WHAT TO WORK ON →
Every entry must be output exactly as it was written.

MATERIAL SHOWN →
________________

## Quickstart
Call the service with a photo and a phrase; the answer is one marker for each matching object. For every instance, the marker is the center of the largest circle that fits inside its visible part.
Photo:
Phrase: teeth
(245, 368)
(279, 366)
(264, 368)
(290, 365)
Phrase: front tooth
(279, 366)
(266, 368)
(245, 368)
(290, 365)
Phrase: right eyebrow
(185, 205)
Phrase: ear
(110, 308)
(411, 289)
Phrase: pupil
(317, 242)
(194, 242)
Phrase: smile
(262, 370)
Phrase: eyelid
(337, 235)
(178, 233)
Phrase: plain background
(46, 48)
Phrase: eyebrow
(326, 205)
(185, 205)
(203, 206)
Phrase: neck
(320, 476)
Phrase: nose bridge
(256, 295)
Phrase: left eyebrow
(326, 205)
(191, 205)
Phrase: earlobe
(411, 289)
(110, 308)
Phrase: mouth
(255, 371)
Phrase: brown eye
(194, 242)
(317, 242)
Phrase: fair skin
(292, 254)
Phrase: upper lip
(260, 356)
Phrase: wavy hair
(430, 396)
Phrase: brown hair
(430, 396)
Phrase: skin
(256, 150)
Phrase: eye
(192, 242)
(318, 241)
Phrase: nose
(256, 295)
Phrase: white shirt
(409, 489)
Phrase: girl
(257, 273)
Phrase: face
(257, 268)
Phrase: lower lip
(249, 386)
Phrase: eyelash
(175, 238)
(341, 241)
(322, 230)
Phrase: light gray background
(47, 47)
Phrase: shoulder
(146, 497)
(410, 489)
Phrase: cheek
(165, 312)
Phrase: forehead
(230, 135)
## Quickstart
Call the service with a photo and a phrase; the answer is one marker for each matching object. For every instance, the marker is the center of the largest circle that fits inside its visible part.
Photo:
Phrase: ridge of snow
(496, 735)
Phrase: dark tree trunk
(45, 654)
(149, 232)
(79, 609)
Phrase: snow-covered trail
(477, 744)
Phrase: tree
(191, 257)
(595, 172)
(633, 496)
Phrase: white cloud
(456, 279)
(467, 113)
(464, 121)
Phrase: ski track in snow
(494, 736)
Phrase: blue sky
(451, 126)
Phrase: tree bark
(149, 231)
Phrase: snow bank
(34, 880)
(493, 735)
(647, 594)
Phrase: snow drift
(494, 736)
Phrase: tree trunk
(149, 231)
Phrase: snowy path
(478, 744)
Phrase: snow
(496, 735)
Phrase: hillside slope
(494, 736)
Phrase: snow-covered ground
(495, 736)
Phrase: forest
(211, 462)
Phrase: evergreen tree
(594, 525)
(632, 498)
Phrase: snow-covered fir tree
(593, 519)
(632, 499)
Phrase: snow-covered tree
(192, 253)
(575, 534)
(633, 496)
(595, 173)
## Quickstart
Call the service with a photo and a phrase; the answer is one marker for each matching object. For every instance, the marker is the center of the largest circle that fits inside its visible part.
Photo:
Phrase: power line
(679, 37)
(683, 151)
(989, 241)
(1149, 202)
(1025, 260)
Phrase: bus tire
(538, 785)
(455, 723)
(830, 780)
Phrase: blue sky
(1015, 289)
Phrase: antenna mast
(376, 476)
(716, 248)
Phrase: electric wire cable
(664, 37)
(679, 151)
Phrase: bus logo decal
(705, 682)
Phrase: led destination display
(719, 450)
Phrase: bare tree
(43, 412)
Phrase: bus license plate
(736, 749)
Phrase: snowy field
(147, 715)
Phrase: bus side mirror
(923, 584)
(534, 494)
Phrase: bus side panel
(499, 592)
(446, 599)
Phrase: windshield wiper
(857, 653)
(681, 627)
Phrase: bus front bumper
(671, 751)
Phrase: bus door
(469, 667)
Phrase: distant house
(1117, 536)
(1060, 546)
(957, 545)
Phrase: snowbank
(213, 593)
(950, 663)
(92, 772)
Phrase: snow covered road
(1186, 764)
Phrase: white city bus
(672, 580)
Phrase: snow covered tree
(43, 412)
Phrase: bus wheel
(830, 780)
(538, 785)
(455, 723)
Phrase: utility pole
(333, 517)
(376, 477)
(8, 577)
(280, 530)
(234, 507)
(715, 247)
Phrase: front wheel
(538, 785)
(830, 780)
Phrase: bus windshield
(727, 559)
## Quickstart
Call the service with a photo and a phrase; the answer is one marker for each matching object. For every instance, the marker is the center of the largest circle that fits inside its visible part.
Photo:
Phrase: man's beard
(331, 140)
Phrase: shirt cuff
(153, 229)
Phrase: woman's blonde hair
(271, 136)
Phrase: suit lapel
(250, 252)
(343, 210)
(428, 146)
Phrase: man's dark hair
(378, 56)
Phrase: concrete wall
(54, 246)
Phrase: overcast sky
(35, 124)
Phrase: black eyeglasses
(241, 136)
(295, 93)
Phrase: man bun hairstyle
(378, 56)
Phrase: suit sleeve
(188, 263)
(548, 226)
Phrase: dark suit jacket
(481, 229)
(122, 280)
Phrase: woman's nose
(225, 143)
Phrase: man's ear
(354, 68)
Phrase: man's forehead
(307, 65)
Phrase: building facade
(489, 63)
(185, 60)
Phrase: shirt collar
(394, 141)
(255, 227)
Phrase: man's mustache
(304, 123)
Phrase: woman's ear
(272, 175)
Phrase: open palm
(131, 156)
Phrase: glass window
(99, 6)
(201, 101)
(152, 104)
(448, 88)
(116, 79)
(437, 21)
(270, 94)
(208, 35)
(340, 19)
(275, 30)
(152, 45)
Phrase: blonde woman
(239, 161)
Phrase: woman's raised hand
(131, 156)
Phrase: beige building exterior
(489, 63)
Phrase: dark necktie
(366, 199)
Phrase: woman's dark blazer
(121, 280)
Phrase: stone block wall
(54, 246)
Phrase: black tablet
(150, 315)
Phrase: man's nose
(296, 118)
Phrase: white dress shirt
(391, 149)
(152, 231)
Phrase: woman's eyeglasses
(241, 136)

________________

COMPLETED TASK →
## Quickstart
Call the service with a photo and a phrase; the answer is one marker for each matching object. For every instance, the marker is the center of the largest circle that fits inside its visible part.
Photo:
Phrase: teeth
(245, 368)
(279, 366)
(264, 368)
(290, 365)
Phrase: front tooth
(279, 366)
(266, 368)
(245, 368)
(290, 365)
Phrase: right eyebrow
(185, 205)
Phrase: ear
(110, 308)
(411, 289)
Phrase: pupil
(317, 242)
(194, 242)
Phrase: smile
(262, 370)
Phrase: eyelid
(337, 235)
(178, 233)
Phrase: plain background
(46, 48)
Phrase: eyebrow
(326, 205)
(185, 205)
(203, 206)
Phrase: neck
(320, 476)
Phrase: nose bridge
(256, 295)
Phrase: left eyebrow
(326, 205)
(191, 205)
Phrase: earlobe
(411, 289)
(110, 308)
Phrase: mouth
(255, 371)
Phrase: brown eye
(194, 242)
(317, 242)
Phrase: fair skin
(292, 254)
Phrase: upper lip
(260, 356)
Phrase: wavy hair
(430, 396)
Phrase: brown hair
(430, 396)
Phrase: skin
(256, 150)
Phrase: eye
(192, 242)
(318, 241)
Phrase: nose
(256, 295)
Phrase: white shirt
(409, 489)
Phrase: girl
(257, 273)
Phrase: face
(257, 268)
Phrase: lower lip
(249, 386)
Phrase: eyelash
(175, 238)
(341, 241)
(322, 230)
Phrase: light gray background
(47, 47)
Phrase: shoulder
(146, 497)
(410, 489)
Phrase: cheek
(165, 312)
Phrase: forehead
(230, 135)
## Quickstart
Call the service with a photo and a phrase; the answer is one marker for each matching object. For every instance, the marker is the center of the largest circle that fits inside its visible part.
Photo:
Phrase: ridge of snow
(496, 735)
Phrase: dark tree trunk
(45, 654)
(149, 232)
(79, 609)
Phrase: snow-covered trail
(477, 744)
Phrase: tree
(191, 257)
(595, 172)
(633, 496)
Phrase: white cloud
(456, 279)
(467, 113)
(464, 121)
Phrase: ski track in snow
(494, 736)
Phrase: blue sky
(451, 126)
Phrase: tree bark
(149, 231)
Phrase: snow bank
(34, 880)
(493, 735)
(647, 594)
Phrase: snow drift
(494, 736)
Phrase: tree trunk
(149, 231)
Phrase: snowy path
(478, 744)
Phrase: snow
(496, 735)
Phrase: hillside slope
(494, 736)
Phrase: snow-covered ground
(495, 736)
Phrase: forest
(211, 462)
Phrase: evergreen tree
(594, 525)
(632, 498)
Phrase: snow-covered fir tree
(593, 519)
(632, 499)
Phrase: snow-covered tree
(192, 253)
(575, 534)
(633, 496)
(595, 173)
## Quickstart
Call the service with a photo and a phrase; the answer is one marker for each matching object. For every instance, the marker is the center of the largest circle that fits inside its visible part.
Photo:
Phrase: power line
(679, 37)
(683, 151)
(989, 241)
(1149, 202)
(1025, 260)
Phrase: bus tire
(538, 785)
(455, 723)
(830, 780)
Phrase: blue sky
(1015, 289)
Phrase: antenna mast
(376, 476)
(716, 248)
Phrase: electric wire cable
(664, 37)
(679, 151)
Phrase: bus logo decal
(705, 682)
Phrase: led destination display
(719, 450)
Phrase: bare tree
(43, 412)
Phrase: bus license plate
(736, 749)
Phrase: snowy field
(147, 715)
Phrase: bus side mirror
(923, 584)
(534, 494)
Phrase: bus side panel
(499, 592)
(446, 599)
Phrase: windshield wiper
(857, 653)
(681, 627)
Phrase: bus front bumper
(671, 751)
Phrase: bus door
(469, 667)
Phrase: distant house
(1117, 536)
(1060, 546)
(957, 545)
Phrase: snowbank
(213, 593)
(950, 663)
(92, 772)
Phrase: snow covered road
(1186, 764)
Phrase: white city bus
(672, 580)
Phrase: snow covered tree
(43, 412)
Phrase: bus wheel
(830, 780)
(538, 785)
(455, 723)
Phrase: utility pole
(333, 517)
(376, 477)
(8, 577)
(280, 530)
(234, 507)
(715, 247)
Phrase: front wheel
(538, 785)
(830, 780)
Phrase: bus windshield
(727, 559)
## Quickstart
Call the service with a photo and a phrase; the answer is one marker for each matching object. For every instance, the marker is the center of the largest circle that fits inside its visible part.
Photo:
Phrase: man's beard
(331, 140)
Phrase: shirt cuff
(153, 229)
Phrase: woman's blonde hair
(271, 136)
Phrase: suit lapel
(250, 252)
(343, 210)
(428, 146)
Phrase: man's dark hair
(378, 56)
Phrase: concrete wall
(54, 246)
Phrase: overcast sky
(35, 124)
Phrase: black eyeglasses
(241, 136)
(295, 93)
Phrase: man bun hairstyle
(378, 56)
Phrase: suit sleeve
(188, 263)
(548, 226)
Phrase: dark suit jacket
(481, 229)
(122, 280)
Phrase: woman's nose
(225, 143)
Phrase: man's ear
(354, 68)
Phrase: man's forehead
(307, 65)
Phrase: building facade
(489, 63)
(185, 60)
Phrase: shirt collar
(394, 141)
(255, 227)
Phrase: man's mustache
(304, 123)
Phrase: woman's ear
(272, 175)
Phrase: open palm
(131, 156)
Phrase: glass window
(99, 6)
(201, 101)
(152, 104)
(448, 88)
(116, 79)
(437, 21)
(270, 94)
(208, 35)
(340, 19)
(275, 30)
(152, 45)
Phrase: blonde woman
(239, 161)
Phrase: woman's raised hand
(131, 156)
Phrase: beige building exterior
(489, 63)
Phrase: dark necktie
(366, 199)
Phrase: woman's dark blazer
(121, 280)
Phrase: stone block wall
(54, 246)
Phrase: black tablet
(150, 315)
Phrase: man's nose
(296, 118)
Phrase: white dress shirt
(391, 149)
(152, 231)
Phrase: woman's eyeglasses
(241, 136)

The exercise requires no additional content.